[Opening Exercise passage section]

Footsteps Following Christ & Parenting Through The Eyes Of A Princess Of THE King.

Monday, May 29, 2006

Struggles








Sometimes it is necessary to go through hard times.

Just as a butterfly has a hard time breaking out of the cocoon.

It it weren't for that struggle the wings wouldn't form properly and the butterfly would surely die.

Sometimes we look at struggles with the attitude i don't want to be here, why me and so forth. I know myself that i have said it many of times.

But i want to try and change that, the fact is i can look at the situation and complain. Or i can look at it and say Lord, have your way with me. Use me in this situation.

I pray that the next time you are in a rough patch, you remember this and the peace of God falls upon you.

Bless ya'll

Sunday, May 28, 2006

Moving Forward


Today i went to church, worship was good.
But, you know how sometimes there is one person puts you off?
Well, we were sitting infront of that woman this morning.
This woman was singing the song and adding extra words, talking in tongues loudly, randomly calling out "whoohoooo" and other things. I was very distracted and found it hard to get into worship. I wasn't the only member of the church disturbed. Then when our Pastor was praying she was rude enough to be talking and saying she had to go home and put lunch on etc..

[Closing Exercise passage section]

Assignment 1: Reproduce the stretch of the blog post from "Sometimes we look" through "falls upon you.".
Assignment 2: Translate this sentence from the blog post into Spanish: "Sometimes it is necessary to go through hard times."

[Opening Data shown section]

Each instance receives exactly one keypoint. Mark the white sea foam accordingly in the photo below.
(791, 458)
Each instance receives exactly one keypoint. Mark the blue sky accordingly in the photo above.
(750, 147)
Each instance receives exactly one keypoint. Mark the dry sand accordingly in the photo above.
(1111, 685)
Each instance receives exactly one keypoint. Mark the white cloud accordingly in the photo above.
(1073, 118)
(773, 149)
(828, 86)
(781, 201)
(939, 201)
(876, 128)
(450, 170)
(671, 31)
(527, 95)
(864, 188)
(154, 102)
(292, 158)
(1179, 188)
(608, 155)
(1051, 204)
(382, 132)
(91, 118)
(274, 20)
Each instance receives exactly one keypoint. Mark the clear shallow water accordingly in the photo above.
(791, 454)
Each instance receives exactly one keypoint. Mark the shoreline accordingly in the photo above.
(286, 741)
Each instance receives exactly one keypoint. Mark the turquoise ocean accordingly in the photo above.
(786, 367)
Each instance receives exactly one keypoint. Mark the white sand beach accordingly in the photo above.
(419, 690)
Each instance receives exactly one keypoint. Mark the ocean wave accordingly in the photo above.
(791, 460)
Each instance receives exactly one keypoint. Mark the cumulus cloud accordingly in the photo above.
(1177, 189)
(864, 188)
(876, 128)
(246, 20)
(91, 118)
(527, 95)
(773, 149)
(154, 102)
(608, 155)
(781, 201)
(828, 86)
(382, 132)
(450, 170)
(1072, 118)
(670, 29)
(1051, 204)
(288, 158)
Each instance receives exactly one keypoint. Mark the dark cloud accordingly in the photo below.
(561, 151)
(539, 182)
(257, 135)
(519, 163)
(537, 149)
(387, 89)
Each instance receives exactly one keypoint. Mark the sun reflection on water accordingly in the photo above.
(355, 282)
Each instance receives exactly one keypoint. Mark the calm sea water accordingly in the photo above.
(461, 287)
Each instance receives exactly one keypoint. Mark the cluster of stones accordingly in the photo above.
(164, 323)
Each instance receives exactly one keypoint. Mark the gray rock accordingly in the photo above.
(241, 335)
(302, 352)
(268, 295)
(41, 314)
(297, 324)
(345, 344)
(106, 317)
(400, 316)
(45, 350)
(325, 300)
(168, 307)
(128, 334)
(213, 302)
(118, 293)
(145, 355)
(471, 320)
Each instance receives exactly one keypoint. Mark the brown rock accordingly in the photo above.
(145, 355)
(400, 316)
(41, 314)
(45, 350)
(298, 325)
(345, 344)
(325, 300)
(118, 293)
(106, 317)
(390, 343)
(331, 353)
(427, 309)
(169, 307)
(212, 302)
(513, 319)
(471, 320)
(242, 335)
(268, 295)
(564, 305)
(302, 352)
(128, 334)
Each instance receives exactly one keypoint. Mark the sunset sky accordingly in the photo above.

[Closing Data shown section]

Worked solution 1:
Sometimes we look at struggles with the attitude i don't want to be here, why me and so forth. I know myself that i have said it many of times.

But i want to try and change that, the fact is i can look at the situation and complain. Or i can look at it and say Lord, have your way with me. Use me in this situation.

I pray that the next time you are in a rough patch, you remember this and the peace of God falls upon you.

Worked solution 2: A veces es necesario pasar por tiempos difíciles.